— WORK INSTRUCTION —
Look through the listing for the word "palm". Copy each line that has it.

++++++

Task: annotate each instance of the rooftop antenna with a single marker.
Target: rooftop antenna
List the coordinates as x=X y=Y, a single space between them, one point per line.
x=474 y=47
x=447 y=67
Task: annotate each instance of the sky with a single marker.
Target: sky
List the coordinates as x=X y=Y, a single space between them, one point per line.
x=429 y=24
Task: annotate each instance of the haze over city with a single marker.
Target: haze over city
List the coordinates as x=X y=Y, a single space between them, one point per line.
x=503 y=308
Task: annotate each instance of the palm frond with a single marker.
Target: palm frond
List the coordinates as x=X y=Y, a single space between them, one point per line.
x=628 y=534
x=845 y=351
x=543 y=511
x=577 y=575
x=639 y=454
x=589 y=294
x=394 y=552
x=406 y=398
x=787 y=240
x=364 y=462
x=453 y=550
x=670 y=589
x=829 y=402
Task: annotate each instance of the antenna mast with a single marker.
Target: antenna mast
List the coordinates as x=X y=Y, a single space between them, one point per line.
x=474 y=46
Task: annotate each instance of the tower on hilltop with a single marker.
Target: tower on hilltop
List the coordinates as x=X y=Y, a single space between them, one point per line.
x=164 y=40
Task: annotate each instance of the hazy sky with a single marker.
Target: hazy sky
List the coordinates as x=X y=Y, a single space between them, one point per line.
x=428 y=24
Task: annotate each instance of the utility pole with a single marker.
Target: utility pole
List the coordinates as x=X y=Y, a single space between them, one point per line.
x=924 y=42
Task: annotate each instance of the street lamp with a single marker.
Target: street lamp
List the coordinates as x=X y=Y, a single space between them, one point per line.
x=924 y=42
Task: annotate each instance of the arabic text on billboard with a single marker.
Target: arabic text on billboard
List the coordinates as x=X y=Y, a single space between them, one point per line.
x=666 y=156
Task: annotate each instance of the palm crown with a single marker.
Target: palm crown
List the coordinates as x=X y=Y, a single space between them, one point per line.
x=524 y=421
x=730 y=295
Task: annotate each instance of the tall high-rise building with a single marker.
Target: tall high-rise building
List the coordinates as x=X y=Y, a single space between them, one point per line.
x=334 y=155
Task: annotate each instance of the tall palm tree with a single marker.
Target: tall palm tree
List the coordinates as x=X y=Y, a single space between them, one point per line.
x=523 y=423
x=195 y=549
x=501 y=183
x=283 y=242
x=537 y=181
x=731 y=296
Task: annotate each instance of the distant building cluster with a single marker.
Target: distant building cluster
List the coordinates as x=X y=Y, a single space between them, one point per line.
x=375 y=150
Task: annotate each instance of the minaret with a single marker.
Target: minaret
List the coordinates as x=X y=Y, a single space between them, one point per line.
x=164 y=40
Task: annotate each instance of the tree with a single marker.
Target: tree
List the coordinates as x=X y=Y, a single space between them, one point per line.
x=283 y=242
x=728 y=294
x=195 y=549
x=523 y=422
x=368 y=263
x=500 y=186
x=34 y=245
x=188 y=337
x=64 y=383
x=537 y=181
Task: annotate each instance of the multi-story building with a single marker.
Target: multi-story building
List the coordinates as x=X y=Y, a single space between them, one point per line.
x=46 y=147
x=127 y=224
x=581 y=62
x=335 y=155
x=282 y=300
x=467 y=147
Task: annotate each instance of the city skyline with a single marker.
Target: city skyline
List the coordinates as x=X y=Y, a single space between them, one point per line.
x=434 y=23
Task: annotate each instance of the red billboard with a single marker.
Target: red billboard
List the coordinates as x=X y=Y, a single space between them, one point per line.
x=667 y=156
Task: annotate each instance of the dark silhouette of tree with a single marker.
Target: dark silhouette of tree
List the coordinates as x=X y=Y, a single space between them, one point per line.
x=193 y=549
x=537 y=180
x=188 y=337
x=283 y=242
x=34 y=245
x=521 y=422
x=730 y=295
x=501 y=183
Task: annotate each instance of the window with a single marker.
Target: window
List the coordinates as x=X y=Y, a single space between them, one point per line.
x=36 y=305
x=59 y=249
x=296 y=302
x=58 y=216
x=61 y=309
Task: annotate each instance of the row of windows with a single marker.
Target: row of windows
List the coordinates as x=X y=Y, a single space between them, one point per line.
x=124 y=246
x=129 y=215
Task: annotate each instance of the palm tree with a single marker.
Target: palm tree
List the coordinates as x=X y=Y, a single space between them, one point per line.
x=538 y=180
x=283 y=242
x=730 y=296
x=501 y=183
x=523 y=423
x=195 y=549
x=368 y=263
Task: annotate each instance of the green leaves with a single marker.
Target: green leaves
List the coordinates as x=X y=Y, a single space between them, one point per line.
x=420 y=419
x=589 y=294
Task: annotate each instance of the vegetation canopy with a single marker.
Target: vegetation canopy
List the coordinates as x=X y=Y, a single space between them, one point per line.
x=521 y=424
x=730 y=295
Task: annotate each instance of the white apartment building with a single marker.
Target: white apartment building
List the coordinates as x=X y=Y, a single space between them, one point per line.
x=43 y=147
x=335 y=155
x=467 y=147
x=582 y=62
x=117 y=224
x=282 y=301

++++++

— WRITTEN SOLUTION —
Task: annotate each instance of the palm frond with a single marker.
Target: palm frond
Task: annotate each instance of the palm crown with a single marker.
Target: palm crown
Task: annotate each instance of the tall palm tree with a single marker.
Target: tall palm tree
Task: annotate each instance of the palm tree with a single marker.
Target: palm tree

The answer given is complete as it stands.